**MATERIAL SUPPLIED**

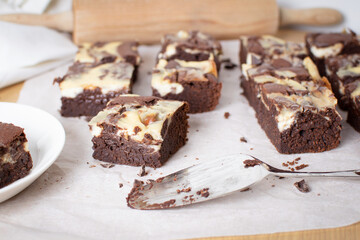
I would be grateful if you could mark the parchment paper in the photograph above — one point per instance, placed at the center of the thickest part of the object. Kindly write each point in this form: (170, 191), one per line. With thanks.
(74, 199)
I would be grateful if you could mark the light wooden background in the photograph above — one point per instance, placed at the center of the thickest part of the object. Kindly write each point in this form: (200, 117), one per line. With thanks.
(352, 232)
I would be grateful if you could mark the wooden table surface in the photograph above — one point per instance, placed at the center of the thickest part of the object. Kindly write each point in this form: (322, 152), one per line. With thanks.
(351, 232)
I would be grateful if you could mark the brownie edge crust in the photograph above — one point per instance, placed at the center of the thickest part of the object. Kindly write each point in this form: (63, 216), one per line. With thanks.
(139, 143)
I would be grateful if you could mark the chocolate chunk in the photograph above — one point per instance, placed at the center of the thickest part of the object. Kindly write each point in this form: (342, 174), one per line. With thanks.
(245, 190)
(255, 47)
(172, 64)
(203, 192)
(275, 88)
(302, 166)
(137, 129)
(302, 186)
(107, 165)
(329, 39)
(142, 171)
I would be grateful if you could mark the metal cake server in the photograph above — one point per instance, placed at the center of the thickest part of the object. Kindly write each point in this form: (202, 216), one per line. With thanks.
(210, 180)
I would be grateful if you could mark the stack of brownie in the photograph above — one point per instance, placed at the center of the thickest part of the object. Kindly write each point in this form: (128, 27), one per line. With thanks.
(187, 70)
(293, 104)
(101, 72)
(337, 55)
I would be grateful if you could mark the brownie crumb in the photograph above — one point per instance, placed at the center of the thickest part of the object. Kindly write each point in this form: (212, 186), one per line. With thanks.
(245, 190)
(159, 180)
(204, 192)
(184, 190)
(251, 162)
(302, 186)
(228, 64)
(107, 165)
(142, 171)
(301, 166)
(292, 165)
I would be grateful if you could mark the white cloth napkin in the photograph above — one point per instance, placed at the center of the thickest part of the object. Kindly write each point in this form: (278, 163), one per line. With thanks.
(26, 51)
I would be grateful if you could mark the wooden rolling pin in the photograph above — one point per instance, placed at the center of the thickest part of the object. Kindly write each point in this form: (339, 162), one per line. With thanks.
(146, 21)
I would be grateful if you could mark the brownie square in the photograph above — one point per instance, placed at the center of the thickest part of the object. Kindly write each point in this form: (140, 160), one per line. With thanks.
(86, 88)
(190, 46)
(353, 91)
(256, 50)
(136, 131)
(293, 104)
(195, 82)
(15, 159)
(108, 52)
(321, 46)
(101, 71)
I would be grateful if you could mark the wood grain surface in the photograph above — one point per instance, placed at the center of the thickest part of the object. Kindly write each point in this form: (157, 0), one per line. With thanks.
(351, 232)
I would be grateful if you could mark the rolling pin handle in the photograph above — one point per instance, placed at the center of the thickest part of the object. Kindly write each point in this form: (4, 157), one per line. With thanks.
(60, 21)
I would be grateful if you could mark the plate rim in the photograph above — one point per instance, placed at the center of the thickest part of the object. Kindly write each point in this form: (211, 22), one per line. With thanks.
(33, 175)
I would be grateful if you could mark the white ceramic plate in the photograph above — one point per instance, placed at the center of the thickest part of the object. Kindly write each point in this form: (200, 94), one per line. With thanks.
(46, 137)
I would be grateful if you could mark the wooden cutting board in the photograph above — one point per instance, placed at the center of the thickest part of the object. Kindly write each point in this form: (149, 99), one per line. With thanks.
(352, 232)
(146, 21)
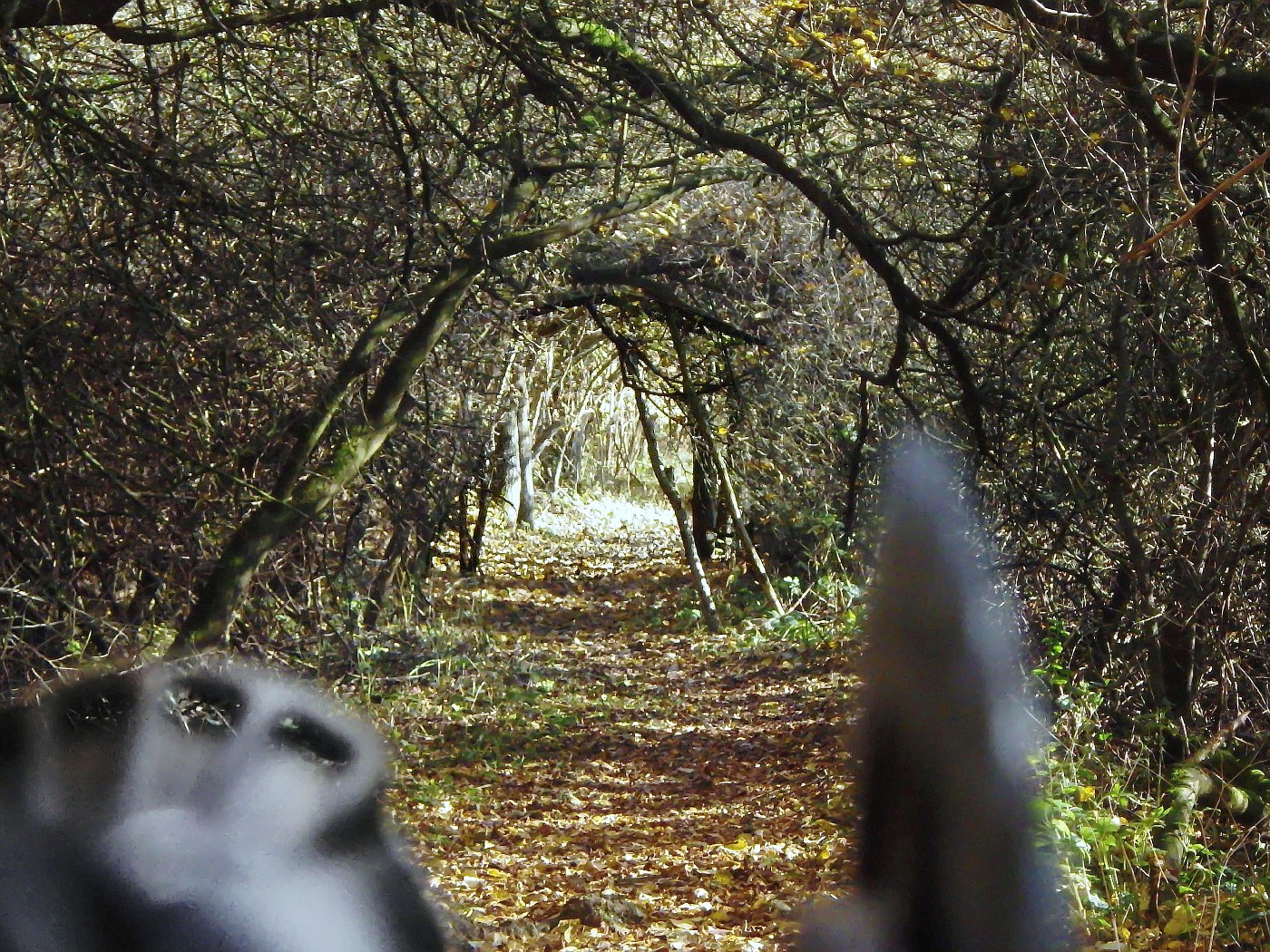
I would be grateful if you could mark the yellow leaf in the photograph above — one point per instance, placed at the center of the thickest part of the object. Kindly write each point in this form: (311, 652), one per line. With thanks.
(1181, 922)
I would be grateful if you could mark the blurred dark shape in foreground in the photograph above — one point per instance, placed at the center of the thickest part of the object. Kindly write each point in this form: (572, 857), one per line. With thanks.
(949, 856)
(186, 809)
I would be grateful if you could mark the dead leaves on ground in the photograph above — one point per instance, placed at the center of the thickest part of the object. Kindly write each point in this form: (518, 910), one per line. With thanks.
(610, 780)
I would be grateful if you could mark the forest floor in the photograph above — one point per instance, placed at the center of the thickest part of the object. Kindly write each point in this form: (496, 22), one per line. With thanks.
(586, 768)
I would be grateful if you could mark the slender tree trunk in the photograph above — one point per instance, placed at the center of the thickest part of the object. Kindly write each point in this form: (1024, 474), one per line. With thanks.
(681, 514)
(305, 498)
(308, 485)
(700, 418)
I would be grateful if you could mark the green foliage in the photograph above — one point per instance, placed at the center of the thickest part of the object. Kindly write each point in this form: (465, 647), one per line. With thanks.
(1102, 808)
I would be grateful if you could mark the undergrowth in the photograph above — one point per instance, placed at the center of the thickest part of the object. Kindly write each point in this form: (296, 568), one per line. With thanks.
(1104, 805)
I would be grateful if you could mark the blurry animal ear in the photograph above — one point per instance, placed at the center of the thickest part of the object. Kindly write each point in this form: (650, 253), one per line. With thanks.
(186, 808)
(948, 856)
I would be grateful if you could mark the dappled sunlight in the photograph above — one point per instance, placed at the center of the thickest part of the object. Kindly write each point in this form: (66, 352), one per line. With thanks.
(682, 792)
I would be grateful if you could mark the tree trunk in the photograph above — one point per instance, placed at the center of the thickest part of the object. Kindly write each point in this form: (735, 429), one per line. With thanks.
(705, 505)
(681, 516)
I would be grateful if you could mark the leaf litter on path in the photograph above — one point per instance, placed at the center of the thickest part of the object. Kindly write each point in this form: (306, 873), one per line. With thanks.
(606, 776)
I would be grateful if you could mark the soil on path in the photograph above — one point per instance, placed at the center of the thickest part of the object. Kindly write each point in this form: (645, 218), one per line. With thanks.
(587, 768)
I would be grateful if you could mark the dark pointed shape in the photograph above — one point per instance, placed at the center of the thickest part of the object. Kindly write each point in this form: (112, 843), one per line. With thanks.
(949, 859)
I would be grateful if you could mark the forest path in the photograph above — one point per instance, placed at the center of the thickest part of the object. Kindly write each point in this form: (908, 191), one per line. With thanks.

**WHAT NEEDS TO BE DONE**
Images in the records should not be copied. Repeat all the rest exactly.

**OUTPUT FOR THIS TASK**
I would be grateful if you could mark the parchment paper in the photograph above — one point per instance, placed at the center of the thickest part of the object. Kindly write each point in this form: (170, 191), one per line. With thanks.
(74, 199)
I would be grateful if you could mark the light wooden background in the photograph above — one point per instance, placed at the center of the thickest part of the object. Kindly write each point in this form: (200, 117), one per line. With thanks.
(352, 232)
I would be grateful if you could mark the wooden table surface in the photograph above — one point per instance, placed at the center of the thickest part of the object. Kindly write each point in this form: (322, 152), one per line. With thanks.
(351, 232)
I would be grateful if you could mark the brownie edge crust in the photograph above — one point per instance, placed at the center of the thickest part of the object. Kindly write each point in this form: (63, 216), one per line. With thanks.
(139, 143)
I would be grateful if you could mark the chocolate chunk in the photograph above — one point per instance, placed at the center of the thickest part of the object. Kindly write each point in this form: (342, 174), one per line. With thanks.
(245, 190)
(255, 47)
(172, 64)
(203, 192)
(275, 88)
(302, 166)
(137, 129)
(302, 186)
(107, 165)
(329, 39)
(142, 171)
I would be grateful if you could mark the metal cake server in the photograph above — one point per instance, placed at the center of the thickest part of the object. Kindly write each point in this form: (202, 216), one per line. With thanks.
(210, 180)
I would be grateful if you could mark the stack of brownie in the photograph above — one point per instance, placed at the center of the thickest part of the object. Kindly write each point in this form: (128, 27), one per line. With thanks.
(187, 70)
(293, 104)
(101, 72)
(337, 55)
I would be grateful if you could mark the brownie crumb in the photograph above — one point per instance, placed at the center of the thickest part of the object. Kindly write each point in this form: (212, 186), one per line. With thanks.
(245, 190)
(159, 180)
(204, 192)
(184, 190)
(251, 162)
(302, 186)
(228, 64)
(107, 165)
(142, 171)
(301, 166)
(292, 165)
I would be grateful if you could mark the white cloth napkin in the photograph above — one point per instance, placed at the center of the thickest part of the object. Kindly write each point in this form: (278, 163), one per line. With thanks.
(26, 51)
I would be grateful if you could mark the wooden rolling pin in the photograph above — one point per instance, placed at the center of the thickest part of the object. Kindly write each point in this form: (339, 162), one per line. With thanks.
(146, 21)
I would be grateful if you could mark the brownie square in the photograph above — one point per instance, placed at the center of the thickest part of the object. Kindly write each point in this form: (140, 160), one per line. With thanks.
(86, 88)
(190, 46)
(353, 91)
(256, 50)
(136, 131)
(293, 104)
(195, 82)
(15, 159)
(108, 52)
(321, 46)
(101, 71)
I would be grateful if you could mark the wood grain surface in the photograph above — one point per instance, placed at the center of the thickest part of the object. Kindly write each point in this form: (157, 0), one per line. With thanks.
(351, 232)
I would be grateful if you could mark the rolling pin handle in the photograph above — one point per instance, placed at the center of the thickest part of the object. Kindly write each point in this form: (4, 157), one per line. With thanks.
(60, 21)
I would be grateful if you could mark the plate rim in the photograph above — one point per instance, placed at the center of the thickest part of the object. Kindly write each point in this form: (211, 22), one per line. With thanks.
(33, 175)
I would be grateful if you could mark the white ceramic plate in the photograph above — one point per instance, placed at the center of the thickest part of the object. Kindly write each point in this form: (200, 94), one per line. With thanks.
(46, 137)
I would be grateful if you could mark the wooden cutting board in the photograph above — one point per instance, placed at the center of the thickest part of the object. Kindly write each point in this form: (149, 99), one per line. With thanks.
(352, 232)
(146, 21)
I would be grateful if you could mark the yellow leaf in the photograph above — one point per instance, placed at the center of the thickest part of the object. Kindly write each point in this form: (311, 652), one per line. With thanks.
(1181, 922)
I would be grateful if you could mark the blurred dark shape in foreground in the photograph above — one point per instance, placed at the center of the thickest part of the object. Kindly write each point in this form: (572, 857), one per line. With thanks.
(949, 856)
(186, 809)
I would be grateful if you could mark the dead leaves on ground in the photograph above — one point per instance, placed at the center of the thickest part of the object. Kindly write each point in this form: (518, 910), one per line. With thanks.
(610, 780)
I would be grateful if you could mark the forest floor in the photograph above — one point per instance, placed at the center of the thickest part of the object. Kindly write each point in this form: (496, 22), one per line. With thanks.
(586, 768)
I would be grateful if you could mark the slender tree trunk in the photograph above — one point per instance, placed at the center of the thickest part of the object. Kindly write each point in this form: (1024, 474), one per line. With thanks.
(681, 514)
(305, 498)
(308, 485)
(700, 418)
I would be grateful if you could mark the green foliage in the photograph above — one point per instance, placed at the center of the thickest part of the object. Kindly write each point in this form: (465, 647), one per line. With thanks.
(1102, 808)
I would be grateful if you could mark the undergrowth in the photograph above — one point per instance, placed at the center of the thickest part of the object. Kindly write each point in this form: (296, 568), one per line. With thanks.
(1104, 805)
I would be grateful if you could mark the blurry animal ear in the photograph above — one point per instance, placed at the center of the thickest part of the object. Kindly write each point in this form: (650, 253), one per line. With thanks.
(186, 808)
(948, 856)
I would be grateful if you could mark the dappled sunlight in the photograph above — one point per instance, placed at the center of the thickest part of the object. Kindly write each point in this form: (66, 352), one per line. With thanks.
(682, 792)
I would be grateful if you could mark the tree trunk in the photograph above — one point per instance, placed at the center of the thickest part of the object. Kindly write each point in this form: (735, 429), one per line. With thanks.
(705, 505)
(681, 516)
I would be grateful if you could mark the leaf litter on path in the photograph above — one point per instance, placed at the center of the thickest part of the object. Kindly write each point in this form: (306, 873), one per line. With thanks.
(606, 776)
I would be grateful if you could mark the soil on path in the photograph above — one point per instance, placed at the center of the thickest part of the object. Kindly write each point in this form: (645, 218), one per line. With thanks.
(587, 768)
I would be grateful if you could mark the dark pointed shape in the photograph above — one point per instance, placed at the center of the thickest part of the object. Kindly write each point in this form: (112, 843), one per line. With thanks.
(949, 859)
I would be grateful if you could mark the forest path in the photograph above — one point per instance, placed at the center of the thickest part of the object. Kindly write each point in this form: (908, 191), one per line. With thanks.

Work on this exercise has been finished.